**TU TAREA**
Continúa el ensayo sobre la ilustración y la obra de Walter Torres a partir de la última pregunta que plantea.

**TEXTO DE PARTIDA**
==========

Trazos por la memoria de Walter Torres: Una introducción imprescindible

Por Vanessa Droz

Ilustrar ha sido mirado tradicionalmente como si fuera un arte menor, como aquello a lo que se dedica quien no alcanza maestría en las pasiones o recursos de las artes plásticas, mucho menos en gran formato… como aquello que necesita el referente inicial, creado por otro, generalmente un texto, para poder SER… La ilustración y el ilustrador han sido vistos como apéndices súbditos, como siervos sujetos a la valía de un original…

 No obstante, lo que fuera ilustración hace cien años hoy se cotiza como arte y cada vez más se aprecian las destrezas de ilustradores que se sirven de diferentes medios gráficos para ilustrar. Los carteles, por ejemplo, de Aristide Bruant realizados por Toulouse Lautrec han perdido desde hace mucho su estigma publicitario del mismo modo que los carteles de la DIVEDCO son ahora buscados como joyas de nuestra historia plástica y, de ser meras “ilustraciones” para promover filmes u otras actividades, son ubicados en nuestro imaginario como parte del “main stream” de la producción plástica de los años cincuenta en nuestro país. Claro está, había excelencia en la concepción y realización de ambos ejemplos.

Más atrás en el tiempo, recordemos los libros iluminados, después los libros de cordel o los periódicos que tenían que esperar por el trabajo del grabador para acompañar la noticia del momento, uno de cuyos casos más ejemplares son las ilustraciones del mexicano Posada. Tantos ejemplos…

¿Acaso no habrá casos en que el trabajo de ese ilustrador supuestamente súbdito supere al original que le da pie? Y ya que hablamos de extremidades, ¿acaso no podría darle mano y muñeca el trabajo de un ilustrador al texto que se supone que reine? ¿Qué sucede cuando el ilustrador elegido es, como innumerables casos hay en la historia del arte, un Maestro en su disciplina, como es el caso de Walter Torres?

==========

**DATOS PARA REVISAR**

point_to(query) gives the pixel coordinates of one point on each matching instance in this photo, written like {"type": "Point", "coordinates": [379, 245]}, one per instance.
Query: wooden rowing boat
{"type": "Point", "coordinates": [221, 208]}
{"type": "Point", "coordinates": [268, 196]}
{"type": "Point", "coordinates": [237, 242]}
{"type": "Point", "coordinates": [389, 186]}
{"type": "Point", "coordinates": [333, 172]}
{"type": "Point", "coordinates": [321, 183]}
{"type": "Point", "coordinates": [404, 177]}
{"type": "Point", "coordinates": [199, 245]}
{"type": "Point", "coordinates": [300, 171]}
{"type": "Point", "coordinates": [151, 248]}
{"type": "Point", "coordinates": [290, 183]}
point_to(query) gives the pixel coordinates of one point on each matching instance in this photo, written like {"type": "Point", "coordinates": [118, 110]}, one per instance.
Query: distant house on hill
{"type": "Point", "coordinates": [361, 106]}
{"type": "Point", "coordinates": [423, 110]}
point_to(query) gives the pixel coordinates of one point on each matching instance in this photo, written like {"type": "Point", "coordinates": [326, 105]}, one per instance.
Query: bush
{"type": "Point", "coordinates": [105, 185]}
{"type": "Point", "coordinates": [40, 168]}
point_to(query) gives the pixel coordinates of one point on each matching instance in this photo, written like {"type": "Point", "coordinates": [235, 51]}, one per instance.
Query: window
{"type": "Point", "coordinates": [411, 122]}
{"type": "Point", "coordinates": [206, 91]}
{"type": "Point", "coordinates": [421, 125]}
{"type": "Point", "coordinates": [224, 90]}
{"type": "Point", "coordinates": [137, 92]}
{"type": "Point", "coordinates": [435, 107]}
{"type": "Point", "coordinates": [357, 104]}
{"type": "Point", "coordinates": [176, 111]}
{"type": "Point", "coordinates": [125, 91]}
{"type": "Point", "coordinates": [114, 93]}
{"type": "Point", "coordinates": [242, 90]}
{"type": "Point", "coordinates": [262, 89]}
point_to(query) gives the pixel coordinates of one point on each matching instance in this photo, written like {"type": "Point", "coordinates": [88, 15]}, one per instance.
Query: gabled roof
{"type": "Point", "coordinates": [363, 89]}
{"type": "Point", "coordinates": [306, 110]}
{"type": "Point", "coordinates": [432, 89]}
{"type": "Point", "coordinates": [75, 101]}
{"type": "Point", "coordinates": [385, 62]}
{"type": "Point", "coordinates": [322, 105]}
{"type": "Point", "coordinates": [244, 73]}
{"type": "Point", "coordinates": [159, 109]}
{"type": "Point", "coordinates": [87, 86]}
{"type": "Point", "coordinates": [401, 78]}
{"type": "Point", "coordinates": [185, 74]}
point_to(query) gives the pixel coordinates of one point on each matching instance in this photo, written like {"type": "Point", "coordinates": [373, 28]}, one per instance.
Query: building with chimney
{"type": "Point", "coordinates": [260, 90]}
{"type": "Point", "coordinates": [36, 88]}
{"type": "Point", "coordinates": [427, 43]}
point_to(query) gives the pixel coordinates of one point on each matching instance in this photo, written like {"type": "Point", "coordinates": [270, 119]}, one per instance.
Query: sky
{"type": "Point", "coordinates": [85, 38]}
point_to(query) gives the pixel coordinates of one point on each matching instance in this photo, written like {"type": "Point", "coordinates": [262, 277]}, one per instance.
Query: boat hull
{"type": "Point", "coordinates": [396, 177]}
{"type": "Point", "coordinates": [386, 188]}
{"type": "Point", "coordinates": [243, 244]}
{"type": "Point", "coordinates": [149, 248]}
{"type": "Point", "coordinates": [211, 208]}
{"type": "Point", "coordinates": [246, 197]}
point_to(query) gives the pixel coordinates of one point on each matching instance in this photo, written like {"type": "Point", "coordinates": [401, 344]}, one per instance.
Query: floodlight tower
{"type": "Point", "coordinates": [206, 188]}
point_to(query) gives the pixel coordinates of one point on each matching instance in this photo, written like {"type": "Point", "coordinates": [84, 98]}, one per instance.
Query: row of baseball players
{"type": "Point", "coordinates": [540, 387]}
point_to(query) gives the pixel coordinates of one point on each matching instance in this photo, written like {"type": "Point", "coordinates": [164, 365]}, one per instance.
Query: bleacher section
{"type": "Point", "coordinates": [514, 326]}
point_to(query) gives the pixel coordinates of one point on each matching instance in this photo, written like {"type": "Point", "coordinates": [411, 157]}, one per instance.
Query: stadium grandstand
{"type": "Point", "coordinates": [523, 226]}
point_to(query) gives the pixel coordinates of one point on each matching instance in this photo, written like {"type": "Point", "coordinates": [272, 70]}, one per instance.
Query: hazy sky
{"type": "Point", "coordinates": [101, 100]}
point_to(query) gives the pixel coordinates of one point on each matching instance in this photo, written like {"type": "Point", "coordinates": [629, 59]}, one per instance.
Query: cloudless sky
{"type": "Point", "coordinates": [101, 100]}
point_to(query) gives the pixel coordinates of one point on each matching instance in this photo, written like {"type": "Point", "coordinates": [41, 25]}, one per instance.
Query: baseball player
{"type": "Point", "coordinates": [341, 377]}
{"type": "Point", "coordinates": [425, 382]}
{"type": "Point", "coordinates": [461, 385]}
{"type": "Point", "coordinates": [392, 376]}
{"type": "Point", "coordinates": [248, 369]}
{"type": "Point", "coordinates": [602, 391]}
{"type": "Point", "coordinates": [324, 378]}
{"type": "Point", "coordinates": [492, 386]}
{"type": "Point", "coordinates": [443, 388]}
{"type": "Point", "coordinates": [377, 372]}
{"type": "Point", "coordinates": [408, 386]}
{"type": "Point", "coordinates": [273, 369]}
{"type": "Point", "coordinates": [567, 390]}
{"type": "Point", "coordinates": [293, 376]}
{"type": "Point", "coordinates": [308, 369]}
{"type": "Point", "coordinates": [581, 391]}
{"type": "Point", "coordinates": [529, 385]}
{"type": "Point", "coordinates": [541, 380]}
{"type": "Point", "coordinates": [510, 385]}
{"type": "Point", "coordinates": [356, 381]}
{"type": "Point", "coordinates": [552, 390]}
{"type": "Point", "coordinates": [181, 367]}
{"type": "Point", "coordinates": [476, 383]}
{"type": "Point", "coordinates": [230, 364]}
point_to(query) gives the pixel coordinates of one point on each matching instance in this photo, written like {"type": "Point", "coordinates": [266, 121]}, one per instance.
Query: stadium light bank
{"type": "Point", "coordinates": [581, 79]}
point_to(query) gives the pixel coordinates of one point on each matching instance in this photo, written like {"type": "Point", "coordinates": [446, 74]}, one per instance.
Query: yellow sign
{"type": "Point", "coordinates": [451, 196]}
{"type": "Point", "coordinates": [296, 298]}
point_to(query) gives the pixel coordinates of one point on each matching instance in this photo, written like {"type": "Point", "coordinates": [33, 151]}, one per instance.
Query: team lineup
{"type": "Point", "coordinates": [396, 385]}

==========

**RESULTADO**
Lo ideal es que —como en las relaciones amorosas a las que debemos aspirar— texto e ilustración no se vulneren, que funcionen como colaboradores, que se desempeñen como un equipo… De ese juego sin par —en realidad debería decir con par— depende el éxito del libro que albergue los dos géneros en su conjunto. Y Walter tenía la mitad del camino ganado porque también era escritor —cuando comenzábamos a escribir fue que nos conocimos—, por lo que sabía cómo compenetrarse con la imagen literaria para estructurar la imagen visual. 

No hay nada como el origen de las palabras para, literalmente en este caso, iluminarnos. Ilustrar viene del latín illustrare, palabra formada por el prefijo in (que se usa para intensificar) y lustrare, que significaba, precisamente, iluminar y purificar.

Más atrás: estos vocablos vienen, a su vez, de la raíz indoeuropea leuk, que quería decir luz, brillo, esplendor, lo que dio origen a muchas otras palabras: luz, lucir, lumbre, luminoso, alumbrar, luna, lunación, lunes, elucubrar…

¿Debemos elucubrar cómo hubieran sido la vida y los proyectos de Walter si siguiera entre nosotros? No lo creo necesario. 

Un proverbio recordado por uno de esos sabios de la Antigüedad dice que “el ser humano muere tantas veces cuantas pierde a alguno de los suyos” y García Márquez, pa’ ponernos un poco más del lado de acá, dijo que “yo me entierro con mis amigos”. Hoy estamos haciendo “trazos por la memoria de Walter Torres” y, en medio de la pena que sentimos, estamos de celebración pues su poderoso trabajo, en medio de tantos atropellos a nuestro país y cultura, perdurará ya que él, junto con otros y otras, ha contribuido extraordinariamente a darnos formas, colores, imágenes, energía, relaciones visuales inéditas y afectos duraderos, mucho de ello en esa forma también iluminadora que llamamos libro.